(Collection entries)
----------------

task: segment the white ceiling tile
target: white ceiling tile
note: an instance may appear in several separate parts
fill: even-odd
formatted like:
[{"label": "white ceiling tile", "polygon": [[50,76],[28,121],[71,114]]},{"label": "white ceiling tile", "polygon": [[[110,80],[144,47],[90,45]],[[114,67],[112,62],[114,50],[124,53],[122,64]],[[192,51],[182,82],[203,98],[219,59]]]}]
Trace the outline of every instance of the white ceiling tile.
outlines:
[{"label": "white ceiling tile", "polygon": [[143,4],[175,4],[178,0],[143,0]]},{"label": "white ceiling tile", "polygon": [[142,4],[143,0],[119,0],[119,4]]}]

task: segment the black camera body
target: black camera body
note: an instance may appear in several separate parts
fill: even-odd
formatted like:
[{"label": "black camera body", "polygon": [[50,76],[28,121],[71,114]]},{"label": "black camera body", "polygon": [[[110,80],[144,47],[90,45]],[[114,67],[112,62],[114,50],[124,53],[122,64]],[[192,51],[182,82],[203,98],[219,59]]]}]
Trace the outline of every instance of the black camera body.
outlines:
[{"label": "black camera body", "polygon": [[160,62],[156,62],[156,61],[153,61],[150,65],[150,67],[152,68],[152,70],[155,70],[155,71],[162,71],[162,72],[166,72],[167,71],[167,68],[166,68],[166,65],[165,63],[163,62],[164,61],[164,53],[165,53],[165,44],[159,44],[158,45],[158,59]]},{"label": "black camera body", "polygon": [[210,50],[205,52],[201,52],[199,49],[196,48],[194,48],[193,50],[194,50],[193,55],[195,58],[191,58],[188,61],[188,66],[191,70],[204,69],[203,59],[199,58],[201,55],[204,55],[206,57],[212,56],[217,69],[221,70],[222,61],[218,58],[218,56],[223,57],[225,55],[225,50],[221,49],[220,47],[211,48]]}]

----------------

● GIVEN INSTRUCTION: Copy every line of the listing above word for word.

● SOLVED PROBLEM:
task: segment the white ceiling tile
target: white ceiling tile
note: an instance may appear in several separate parts
fill: even-odd
formatted like:
[{"label": "white ceiling tile", "polygon": [[50,76],[28,121],[71,114]]},{"label": "white ceiling tile", "polygon": [[[110,80],[144,47],[90,45]],[[114,67],[112,62],[114,50],[124,53],[122,64]],[[192,51],[182,82],[203,98],[219,59]]]}]
Trace the outline of every instance of the white ceiling tile.
outlines:
[{"label": "white ceiling tile", "polygon": [[143,4],[175,4],[178,0],[143,0]]},{"label": "white ceiling tile", "polygon": [[142,4],[143,0],[119,0],[119,4]]}]

task: segment the black camera body
target: black camera body
note: an instance may appear in several separate parts
fill: even-odd
formatted like:
[{"label": "black camera body", "polygon": [[50,76],[28,121],[71,114]]},{"label": "black camera body", "polygon": [[[110,80],[144,47],[90,45]],[[114,67],[112,62],[114,50],[124,53],[122,64]],[[192,51],[182,82],[203,98],[219,59]]]}]
Trace the outline of every instance of the black camera body.
outlines:
[{"label": "black camera body", "polygon": [[160,62],[156,62],[156,61],[153,61],[150,65],[150,67],[152,68],[152,70],[155,70],[155,71],[162,71],[162,72],[166,72],[167,71],[167,68],[166,68],[166,65],[165,63],[163,62],[164,61],[164,53],[165,53],[165,44],[159,44],[158,45],[158,59]]},{"label": "black camera body", "polygon": [[210,50],[205,52],[201,52],[199,49],[196,48],[194,48],[193,50],[194,50],[193,55],[195,58],[191,58],[188,61],[188,66],[191,70],[204,69],[203,59],[199,58],[201,55],[204,55],[206,57],[212,56],[217,69],[221,70],[222,61],[218,58],[218,56],[223,57],[225,55],[225,50],[221,49],[220,47],[211,48]]}]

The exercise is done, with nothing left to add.